### DONNÉES AFFICHÉES
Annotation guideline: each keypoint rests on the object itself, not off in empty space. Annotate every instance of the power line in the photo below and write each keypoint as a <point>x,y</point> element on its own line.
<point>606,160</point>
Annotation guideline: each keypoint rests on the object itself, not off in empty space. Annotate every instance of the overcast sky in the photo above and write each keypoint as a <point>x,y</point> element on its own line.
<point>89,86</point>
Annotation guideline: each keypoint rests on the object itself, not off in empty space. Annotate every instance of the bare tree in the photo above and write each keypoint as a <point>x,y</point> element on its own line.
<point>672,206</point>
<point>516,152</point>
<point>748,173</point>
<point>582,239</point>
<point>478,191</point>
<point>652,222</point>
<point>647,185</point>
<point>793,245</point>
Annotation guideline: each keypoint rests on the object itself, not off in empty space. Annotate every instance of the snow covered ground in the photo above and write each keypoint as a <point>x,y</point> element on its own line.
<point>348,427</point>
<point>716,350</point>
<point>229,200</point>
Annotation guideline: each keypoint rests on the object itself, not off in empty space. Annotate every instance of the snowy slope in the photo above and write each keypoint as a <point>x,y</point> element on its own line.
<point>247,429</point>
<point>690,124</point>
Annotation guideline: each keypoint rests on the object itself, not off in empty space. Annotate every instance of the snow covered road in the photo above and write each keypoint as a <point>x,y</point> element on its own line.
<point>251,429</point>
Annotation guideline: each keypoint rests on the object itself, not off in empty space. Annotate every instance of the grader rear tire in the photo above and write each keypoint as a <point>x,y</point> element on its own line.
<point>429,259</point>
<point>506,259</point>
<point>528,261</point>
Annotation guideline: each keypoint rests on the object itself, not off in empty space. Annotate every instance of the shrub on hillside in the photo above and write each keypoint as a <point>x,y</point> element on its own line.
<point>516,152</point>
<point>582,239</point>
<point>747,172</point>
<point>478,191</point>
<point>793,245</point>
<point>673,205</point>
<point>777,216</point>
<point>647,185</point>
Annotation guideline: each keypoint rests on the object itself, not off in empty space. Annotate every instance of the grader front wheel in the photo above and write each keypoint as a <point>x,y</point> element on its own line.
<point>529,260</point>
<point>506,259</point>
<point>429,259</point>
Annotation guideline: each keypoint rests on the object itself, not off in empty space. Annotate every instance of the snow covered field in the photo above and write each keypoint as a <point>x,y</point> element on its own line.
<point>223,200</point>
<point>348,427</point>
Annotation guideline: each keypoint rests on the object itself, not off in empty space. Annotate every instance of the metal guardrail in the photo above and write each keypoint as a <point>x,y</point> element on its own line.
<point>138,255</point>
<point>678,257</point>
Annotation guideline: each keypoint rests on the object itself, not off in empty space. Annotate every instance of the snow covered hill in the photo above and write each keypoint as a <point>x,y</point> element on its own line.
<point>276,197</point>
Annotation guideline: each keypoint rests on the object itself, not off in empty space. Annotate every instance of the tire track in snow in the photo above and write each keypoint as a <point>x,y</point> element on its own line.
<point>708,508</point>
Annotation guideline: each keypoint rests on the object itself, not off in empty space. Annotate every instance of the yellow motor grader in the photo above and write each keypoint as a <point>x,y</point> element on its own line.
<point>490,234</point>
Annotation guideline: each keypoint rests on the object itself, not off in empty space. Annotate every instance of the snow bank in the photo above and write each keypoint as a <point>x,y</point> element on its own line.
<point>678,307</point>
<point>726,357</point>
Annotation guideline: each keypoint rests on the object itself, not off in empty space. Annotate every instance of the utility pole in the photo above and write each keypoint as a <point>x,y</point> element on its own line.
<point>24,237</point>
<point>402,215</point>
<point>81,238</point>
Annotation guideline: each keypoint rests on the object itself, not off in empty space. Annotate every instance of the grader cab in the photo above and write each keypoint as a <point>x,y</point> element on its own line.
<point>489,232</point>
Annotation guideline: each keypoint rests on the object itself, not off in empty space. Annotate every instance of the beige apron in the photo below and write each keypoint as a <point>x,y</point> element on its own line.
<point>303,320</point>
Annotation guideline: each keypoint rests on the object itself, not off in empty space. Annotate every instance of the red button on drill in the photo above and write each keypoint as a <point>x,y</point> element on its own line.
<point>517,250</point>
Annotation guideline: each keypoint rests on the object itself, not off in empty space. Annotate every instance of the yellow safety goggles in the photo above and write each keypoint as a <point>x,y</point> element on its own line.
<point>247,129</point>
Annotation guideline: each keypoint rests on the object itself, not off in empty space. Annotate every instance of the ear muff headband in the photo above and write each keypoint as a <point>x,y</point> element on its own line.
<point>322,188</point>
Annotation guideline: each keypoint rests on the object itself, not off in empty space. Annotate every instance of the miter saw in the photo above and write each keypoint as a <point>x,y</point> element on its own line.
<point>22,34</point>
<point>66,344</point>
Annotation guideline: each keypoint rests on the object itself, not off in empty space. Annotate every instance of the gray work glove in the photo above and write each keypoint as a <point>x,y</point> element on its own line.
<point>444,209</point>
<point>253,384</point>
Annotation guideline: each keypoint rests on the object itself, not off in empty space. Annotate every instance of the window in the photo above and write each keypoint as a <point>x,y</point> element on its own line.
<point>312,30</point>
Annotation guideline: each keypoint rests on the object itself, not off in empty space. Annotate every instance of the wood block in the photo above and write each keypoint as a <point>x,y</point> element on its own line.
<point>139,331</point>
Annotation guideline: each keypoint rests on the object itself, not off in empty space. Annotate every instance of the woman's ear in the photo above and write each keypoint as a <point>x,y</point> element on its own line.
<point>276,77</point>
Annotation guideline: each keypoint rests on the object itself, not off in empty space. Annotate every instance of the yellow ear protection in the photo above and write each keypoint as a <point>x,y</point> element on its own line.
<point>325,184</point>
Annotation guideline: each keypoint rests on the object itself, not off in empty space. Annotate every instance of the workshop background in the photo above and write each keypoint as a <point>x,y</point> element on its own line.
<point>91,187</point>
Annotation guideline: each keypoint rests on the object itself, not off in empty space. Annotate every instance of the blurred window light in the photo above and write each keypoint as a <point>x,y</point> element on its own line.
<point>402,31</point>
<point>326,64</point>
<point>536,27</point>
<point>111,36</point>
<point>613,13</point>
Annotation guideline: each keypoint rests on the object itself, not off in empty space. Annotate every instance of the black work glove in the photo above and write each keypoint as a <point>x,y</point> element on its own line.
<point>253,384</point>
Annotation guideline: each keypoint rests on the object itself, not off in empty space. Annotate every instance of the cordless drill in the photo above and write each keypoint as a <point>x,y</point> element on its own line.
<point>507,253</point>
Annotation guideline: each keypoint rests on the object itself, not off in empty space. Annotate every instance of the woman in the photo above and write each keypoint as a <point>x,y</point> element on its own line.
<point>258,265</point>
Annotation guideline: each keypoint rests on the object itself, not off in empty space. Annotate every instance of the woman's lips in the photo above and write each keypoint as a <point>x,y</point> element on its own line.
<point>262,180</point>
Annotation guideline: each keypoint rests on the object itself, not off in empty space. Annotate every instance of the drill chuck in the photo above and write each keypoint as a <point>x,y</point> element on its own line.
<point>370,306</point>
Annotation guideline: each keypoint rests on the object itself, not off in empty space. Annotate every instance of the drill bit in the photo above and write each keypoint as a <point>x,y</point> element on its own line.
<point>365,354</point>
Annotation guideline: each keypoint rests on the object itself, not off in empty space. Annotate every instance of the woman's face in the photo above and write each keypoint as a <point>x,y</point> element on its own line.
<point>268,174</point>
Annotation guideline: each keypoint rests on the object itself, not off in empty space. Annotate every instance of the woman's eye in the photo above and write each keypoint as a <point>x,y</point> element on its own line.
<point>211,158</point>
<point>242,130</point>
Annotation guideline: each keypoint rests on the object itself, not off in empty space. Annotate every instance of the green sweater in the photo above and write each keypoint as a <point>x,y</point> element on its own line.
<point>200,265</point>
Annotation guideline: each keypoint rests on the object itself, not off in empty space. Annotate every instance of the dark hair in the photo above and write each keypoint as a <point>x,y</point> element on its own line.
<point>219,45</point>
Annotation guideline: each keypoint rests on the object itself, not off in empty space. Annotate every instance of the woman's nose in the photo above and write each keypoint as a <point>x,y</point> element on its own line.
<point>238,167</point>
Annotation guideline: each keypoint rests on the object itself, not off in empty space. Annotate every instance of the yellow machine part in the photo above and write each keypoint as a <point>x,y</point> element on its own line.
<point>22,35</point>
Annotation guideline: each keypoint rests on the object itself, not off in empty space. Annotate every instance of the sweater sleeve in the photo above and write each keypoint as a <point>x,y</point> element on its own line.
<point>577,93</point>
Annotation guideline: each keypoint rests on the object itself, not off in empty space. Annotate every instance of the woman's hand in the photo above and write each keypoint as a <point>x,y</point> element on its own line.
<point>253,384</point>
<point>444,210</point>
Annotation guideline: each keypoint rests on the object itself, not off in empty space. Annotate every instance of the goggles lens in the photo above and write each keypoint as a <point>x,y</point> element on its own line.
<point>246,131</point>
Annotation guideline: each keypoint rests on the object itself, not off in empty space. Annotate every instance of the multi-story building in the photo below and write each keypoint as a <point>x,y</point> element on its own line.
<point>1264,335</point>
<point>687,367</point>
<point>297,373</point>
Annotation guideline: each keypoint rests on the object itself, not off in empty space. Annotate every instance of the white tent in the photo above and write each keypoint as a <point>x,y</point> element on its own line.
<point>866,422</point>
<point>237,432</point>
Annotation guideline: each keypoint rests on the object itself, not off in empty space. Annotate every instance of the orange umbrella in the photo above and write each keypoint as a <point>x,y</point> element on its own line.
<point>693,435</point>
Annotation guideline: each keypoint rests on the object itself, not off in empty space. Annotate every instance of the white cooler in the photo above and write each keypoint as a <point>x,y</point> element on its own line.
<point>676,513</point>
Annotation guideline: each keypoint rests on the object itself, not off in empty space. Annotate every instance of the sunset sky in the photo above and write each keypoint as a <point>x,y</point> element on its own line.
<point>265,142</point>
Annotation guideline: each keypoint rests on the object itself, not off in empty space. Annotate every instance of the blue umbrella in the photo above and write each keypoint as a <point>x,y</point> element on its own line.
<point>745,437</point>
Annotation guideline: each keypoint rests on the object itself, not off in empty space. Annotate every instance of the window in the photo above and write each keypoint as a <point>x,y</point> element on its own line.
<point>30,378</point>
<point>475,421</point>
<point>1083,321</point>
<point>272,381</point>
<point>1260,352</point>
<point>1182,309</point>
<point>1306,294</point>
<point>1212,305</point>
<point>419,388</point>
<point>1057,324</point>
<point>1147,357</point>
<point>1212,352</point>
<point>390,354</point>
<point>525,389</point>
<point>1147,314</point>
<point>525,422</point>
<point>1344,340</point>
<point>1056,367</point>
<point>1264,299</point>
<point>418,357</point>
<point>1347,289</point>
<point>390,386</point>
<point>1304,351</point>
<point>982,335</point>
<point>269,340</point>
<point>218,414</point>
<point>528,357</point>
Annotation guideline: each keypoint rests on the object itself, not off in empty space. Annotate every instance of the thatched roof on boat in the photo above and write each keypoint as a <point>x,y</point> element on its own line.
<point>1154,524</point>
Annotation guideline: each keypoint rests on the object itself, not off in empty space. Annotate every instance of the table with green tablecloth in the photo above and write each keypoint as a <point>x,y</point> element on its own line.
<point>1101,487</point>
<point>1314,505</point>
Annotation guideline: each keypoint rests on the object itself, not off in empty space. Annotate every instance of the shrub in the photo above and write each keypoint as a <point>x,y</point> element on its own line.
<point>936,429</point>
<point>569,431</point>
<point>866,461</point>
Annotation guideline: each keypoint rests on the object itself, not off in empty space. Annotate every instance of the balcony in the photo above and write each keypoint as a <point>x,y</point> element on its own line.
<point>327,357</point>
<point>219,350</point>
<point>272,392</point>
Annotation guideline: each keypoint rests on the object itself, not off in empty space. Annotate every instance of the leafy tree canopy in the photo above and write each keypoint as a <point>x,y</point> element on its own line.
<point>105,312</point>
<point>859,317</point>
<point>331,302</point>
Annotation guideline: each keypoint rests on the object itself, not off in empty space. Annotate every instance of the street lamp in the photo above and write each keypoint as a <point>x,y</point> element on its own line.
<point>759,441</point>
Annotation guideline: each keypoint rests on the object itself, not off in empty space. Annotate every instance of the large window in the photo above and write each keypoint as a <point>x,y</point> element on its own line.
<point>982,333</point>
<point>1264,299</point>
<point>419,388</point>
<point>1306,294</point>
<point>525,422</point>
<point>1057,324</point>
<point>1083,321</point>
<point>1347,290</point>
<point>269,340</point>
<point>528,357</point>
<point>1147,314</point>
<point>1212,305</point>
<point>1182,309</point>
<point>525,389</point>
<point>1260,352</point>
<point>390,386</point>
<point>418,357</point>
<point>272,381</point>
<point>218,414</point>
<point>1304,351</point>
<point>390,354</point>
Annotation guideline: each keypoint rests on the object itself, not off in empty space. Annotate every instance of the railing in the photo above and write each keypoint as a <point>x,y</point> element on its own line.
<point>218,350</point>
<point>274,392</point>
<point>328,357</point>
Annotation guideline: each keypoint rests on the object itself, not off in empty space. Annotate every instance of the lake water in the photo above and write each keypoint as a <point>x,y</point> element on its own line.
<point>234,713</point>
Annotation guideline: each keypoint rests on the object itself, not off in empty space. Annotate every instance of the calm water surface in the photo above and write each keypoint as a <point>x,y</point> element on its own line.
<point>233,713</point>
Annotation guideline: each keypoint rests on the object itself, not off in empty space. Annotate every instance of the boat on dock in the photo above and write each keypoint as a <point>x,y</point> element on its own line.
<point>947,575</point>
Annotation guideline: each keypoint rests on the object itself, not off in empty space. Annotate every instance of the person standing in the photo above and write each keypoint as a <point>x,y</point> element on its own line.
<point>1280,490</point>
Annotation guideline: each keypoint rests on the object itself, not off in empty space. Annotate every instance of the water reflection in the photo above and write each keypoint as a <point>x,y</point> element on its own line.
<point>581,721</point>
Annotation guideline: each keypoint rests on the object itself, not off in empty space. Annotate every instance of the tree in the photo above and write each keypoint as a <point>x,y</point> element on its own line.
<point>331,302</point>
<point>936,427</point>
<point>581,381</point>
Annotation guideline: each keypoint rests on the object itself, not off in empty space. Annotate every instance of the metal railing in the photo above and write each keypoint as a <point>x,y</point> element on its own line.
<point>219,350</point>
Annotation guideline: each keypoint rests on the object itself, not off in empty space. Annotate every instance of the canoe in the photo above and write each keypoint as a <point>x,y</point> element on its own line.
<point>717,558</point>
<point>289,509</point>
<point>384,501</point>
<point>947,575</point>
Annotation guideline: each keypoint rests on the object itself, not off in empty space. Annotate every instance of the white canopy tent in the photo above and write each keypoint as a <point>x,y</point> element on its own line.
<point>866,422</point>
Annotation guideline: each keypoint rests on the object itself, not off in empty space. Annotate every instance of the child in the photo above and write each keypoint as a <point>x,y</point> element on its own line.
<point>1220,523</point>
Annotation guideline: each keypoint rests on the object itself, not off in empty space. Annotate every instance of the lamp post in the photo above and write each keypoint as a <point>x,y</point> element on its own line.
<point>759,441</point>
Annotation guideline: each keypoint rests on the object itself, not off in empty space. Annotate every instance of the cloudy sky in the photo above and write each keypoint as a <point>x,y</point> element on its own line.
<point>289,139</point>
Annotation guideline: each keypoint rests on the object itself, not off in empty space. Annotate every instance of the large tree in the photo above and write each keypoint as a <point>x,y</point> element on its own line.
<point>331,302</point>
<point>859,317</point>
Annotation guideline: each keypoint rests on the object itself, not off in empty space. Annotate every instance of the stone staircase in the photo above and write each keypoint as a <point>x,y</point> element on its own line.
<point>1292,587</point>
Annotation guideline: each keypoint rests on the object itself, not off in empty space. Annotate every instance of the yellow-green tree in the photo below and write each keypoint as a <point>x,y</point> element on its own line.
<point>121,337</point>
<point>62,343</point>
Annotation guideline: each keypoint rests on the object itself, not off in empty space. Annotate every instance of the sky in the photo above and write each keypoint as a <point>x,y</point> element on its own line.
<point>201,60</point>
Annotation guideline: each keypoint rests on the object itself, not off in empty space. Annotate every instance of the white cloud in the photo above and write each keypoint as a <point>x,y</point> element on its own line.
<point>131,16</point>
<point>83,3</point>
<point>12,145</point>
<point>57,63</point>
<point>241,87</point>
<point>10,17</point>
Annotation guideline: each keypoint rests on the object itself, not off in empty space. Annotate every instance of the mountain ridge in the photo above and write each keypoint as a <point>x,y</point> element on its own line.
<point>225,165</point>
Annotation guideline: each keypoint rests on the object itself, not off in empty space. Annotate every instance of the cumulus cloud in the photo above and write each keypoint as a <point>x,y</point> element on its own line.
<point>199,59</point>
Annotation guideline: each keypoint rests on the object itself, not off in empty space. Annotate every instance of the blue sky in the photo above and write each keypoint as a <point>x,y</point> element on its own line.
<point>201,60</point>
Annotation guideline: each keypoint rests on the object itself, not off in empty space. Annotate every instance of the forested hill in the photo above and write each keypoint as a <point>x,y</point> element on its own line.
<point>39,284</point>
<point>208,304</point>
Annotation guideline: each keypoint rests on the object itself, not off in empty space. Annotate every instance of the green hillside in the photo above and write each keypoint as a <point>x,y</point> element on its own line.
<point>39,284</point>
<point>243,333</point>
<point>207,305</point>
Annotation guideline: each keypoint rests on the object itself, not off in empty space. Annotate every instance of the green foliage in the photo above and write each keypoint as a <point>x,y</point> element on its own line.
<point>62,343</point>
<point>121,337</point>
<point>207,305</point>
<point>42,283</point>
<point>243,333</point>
######
▶ TÂCHE À RÉALISER
Transforme en liste JSON de chaînes, à raison d'une chaîne par ligne et sans les lignes vides, tout ce qui va de la ligne contenant « the grader rear » jusqu'à la ligne contenant « <point>528,261</point> » dans les enregistrements ci-dessus, ces deux lignes comprises.

▶ RÉSULTAT CI-DESSOUS
[
  "Annotation guideline: each keypoint rests on the object itself, not off in empty space. Annotate every instance of the grader rear tire in the photo above and write each keypoint as a <point>x,y</point> element on its own line.",
  "<point>429,259</point>",
  "<point>506,259</point>",
  "<point>528,261</point>"
]